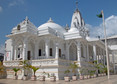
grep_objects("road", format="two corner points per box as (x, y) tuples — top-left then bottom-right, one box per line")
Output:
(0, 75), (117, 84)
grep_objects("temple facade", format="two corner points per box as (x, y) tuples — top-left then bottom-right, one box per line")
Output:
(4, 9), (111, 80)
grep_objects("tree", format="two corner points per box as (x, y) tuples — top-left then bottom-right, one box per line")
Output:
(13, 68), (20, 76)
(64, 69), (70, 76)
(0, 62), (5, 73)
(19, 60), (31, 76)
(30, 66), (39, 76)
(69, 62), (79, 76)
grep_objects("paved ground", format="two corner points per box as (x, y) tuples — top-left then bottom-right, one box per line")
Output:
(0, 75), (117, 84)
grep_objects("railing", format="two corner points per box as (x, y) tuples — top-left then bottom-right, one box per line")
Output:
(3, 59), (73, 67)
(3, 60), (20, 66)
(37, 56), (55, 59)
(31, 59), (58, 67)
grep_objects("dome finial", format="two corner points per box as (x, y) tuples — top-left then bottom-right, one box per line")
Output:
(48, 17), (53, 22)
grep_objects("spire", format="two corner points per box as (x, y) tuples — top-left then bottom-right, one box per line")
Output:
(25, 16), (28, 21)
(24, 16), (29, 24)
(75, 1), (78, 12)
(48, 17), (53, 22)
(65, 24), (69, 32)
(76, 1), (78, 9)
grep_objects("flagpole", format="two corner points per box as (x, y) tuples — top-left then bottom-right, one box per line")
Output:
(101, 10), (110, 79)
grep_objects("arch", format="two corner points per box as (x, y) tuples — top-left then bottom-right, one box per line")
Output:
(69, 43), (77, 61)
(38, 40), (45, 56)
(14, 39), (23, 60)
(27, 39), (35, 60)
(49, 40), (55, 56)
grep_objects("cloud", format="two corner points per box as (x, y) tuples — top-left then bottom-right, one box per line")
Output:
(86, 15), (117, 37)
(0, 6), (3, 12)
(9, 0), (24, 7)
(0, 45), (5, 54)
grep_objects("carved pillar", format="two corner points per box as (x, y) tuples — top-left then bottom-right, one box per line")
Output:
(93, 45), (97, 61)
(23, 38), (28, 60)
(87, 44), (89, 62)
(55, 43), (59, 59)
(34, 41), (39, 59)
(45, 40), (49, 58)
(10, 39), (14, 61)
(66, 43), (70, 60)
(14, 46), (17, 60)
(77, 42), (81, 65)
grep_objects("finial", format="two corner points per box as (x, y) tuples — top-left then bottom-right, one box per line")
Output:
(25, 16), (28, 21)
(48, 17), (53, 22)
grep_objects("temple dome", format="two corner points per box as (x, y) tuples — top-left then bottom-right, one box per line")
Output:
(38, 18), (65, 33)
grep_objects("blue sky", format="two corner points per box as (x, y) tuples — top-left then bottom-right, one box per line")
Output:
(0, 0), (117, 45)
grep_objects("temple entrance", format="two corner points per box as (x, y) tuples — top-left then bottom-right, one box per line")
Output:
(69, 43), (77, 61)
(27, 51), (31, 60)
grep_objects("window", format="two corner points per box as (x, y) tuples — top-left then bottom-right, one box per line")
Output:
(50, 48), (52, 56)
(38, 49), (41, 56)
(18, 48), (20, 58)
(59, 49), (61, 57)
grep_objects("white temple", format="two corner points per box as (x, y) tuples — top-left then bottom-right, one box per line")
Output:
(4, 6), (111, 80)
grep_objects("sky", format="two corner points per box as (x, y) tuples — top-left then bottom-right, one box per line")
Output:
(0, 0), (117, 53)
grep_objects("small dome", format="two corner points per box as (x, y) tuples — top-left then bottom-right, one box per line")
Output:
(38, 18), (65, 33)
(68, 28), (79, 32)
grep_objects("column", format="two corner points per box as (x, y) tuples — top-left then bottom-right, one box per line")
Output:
* * *
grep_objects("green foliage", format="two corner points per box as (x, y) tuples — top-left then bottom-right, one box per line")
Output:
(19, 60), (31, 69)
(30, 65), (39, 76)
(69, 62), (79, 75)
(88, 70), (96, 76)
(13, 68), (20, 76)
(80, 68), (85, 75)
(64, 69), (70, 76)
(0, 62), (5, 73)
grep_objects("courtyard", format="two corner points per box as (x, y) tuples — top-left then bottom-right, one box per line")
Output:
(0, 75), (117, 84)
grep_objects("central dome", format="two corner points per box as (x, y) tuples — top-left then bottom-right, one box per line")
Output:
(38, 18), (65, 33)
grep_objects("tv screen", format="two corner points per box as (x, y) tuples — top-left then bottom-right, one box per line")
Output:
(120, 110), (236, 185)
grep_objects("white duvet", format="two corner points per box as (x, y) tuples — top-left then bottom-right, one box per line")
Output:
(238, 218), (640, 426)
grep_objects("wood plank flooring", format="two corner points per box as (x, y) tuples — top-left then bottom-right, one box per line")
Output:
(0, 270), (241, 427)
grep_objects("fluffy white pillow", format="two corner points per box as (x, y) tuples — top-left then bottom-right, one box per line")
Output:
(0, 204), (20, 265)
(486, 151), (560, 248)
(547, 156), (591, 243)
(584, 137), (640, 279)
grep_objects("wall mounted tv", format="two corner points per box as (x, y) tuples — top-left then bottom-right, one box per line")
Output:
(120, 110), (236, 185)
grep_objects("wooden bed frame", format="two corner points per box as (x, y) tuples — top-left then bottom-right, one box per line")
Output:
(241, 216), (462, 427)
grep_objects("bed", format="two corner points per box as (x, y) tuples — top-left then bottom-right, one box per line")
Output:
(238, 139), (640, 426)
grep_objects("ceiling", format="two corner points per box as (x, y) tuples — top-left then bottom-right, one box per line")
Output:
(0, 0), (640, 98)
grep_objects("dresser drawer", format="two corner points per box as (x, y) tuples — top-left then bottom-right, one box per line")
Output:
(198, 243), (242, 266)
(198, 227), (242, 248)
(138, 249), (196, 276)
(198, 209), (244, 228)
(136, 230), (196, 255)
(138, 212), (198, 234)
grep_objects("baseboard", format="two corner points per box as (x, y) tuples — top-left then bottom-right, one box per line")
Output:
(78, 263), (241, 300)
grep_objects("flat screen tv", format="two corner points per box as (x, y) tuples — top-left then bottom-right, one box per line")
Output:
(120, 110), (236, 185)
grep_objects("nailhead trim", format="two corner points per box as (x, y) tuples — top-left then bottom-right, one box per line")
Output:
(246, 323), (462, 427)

> What to produce: Extract every line of the material that contains the word "temple".

> Final result:
grep_objects("temple facade", format="two corner points per box as (x, y) tuples — top-left then bottom-right, one box per line")
grep_objects("temple dome", format="two corner points per box as (x, y) tuples — top-left then bottom-right, one box per line")
grep_objects("temple entrance", format="two corner points per box as (x, y) tuples — top-left then bottom-right, one box per line")
grep_objects("white temple", format="two corner points per box as (x, y) tuples — top-left then bottom-right, one box per line")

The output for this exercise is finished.